INSTRUCTION — Set down the lines below, copying them exactly, from the line containing "Q: In the image above, where is the red" through the line containing "[328, 391, 493, 438]", with both of those lines included.

** START ENTRIES **

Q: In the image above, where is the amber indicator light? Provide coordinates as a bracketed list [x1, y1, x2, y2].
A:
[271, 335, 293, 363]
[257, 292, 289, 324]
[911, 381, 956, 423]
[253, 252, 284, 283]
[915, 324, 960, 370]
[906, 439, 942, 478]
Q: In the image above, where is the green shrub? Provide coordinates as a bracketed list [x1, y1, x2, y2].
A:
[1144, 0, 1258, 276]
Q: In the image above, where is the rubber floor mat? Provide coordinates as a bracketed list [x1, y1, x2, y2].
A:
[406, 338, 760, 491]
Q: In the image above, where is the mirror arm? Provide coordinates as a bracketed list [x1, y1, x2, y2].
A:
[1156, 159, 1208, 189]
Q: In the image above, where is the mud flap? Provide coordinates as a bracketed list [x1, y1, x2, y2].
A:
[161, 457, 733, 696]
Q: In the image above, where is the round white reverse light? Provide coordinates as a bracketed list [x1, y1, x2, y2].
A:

** END ENTRIES **
** START ENTRIES **

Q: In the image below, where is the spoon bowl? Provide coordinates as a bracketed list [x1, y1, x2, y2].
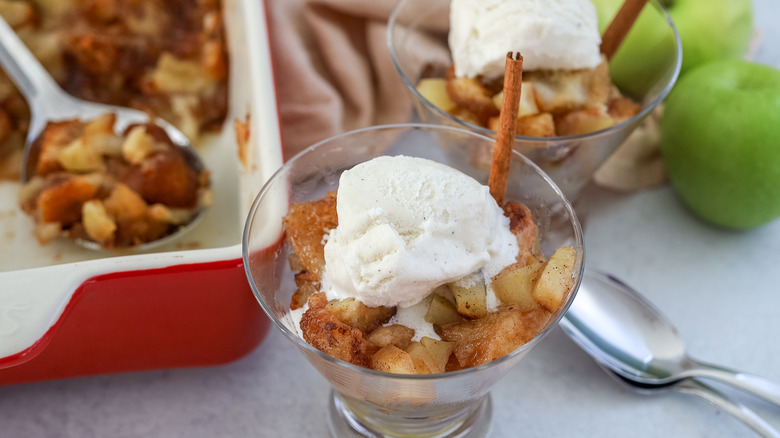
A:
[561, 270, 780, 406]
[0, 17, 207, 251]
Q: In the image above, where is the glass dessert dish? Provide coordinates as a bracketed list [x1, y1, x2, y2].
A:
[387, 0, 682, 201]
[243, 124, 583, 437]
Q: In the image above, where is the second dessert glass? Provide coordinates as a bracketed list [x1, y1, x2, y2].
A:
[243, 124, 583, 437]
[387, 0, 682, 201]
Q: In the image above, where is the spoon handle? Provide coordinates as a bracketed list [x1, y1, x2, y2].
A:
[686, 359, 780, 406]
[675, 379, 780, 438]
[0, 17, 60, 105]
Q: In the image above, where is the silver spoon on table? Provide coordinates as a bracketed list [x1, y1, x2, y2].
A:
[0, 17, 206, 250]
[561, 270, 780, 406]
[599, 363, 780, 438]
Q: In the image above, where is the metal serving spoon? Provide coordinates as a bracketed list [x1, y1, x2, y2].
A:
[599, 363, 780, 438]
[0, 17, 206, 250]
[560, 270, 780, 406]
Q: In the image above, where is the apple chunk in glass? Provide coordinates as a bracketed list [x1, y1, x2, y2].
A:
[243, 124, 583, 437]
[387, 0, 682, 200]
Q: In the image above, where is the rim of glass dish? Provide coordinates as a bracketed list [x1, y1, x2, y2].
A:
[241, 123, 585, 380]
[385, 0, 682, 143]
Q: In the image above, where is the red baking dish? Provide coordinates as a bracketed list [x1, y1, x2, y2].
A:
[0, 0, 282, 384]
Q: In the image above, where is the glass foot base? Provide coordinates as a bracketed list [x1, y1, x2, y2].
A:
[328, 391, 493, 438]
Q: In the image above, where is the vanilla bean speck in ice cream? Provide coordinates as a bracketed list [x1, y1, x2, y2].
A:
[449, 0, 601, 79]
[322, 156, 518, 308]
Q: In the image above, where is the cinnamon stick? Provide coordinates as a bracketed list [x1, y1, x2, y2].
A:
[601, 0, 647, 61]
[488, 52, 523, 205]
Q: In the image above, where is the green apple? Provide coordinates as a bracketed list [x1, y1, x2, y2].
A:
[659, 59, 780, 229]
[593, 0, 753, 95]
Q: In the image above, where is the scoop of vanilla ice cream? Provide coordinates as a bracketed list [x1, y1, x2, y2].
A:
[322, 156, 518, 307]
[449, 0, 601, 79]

** END ENTRIES **

REPLY —
Q: In the image above, where is the red baking dish? Provide coordinates as a bracketed list [x1, y1, x2, y2].
A:
[0, 0, 282, 384]
Q: In the image above, where is the glass foot base? Provide coordinates as a bracketed list [x1, y1, x2, y2].
A:
[328, 391, 493, 438]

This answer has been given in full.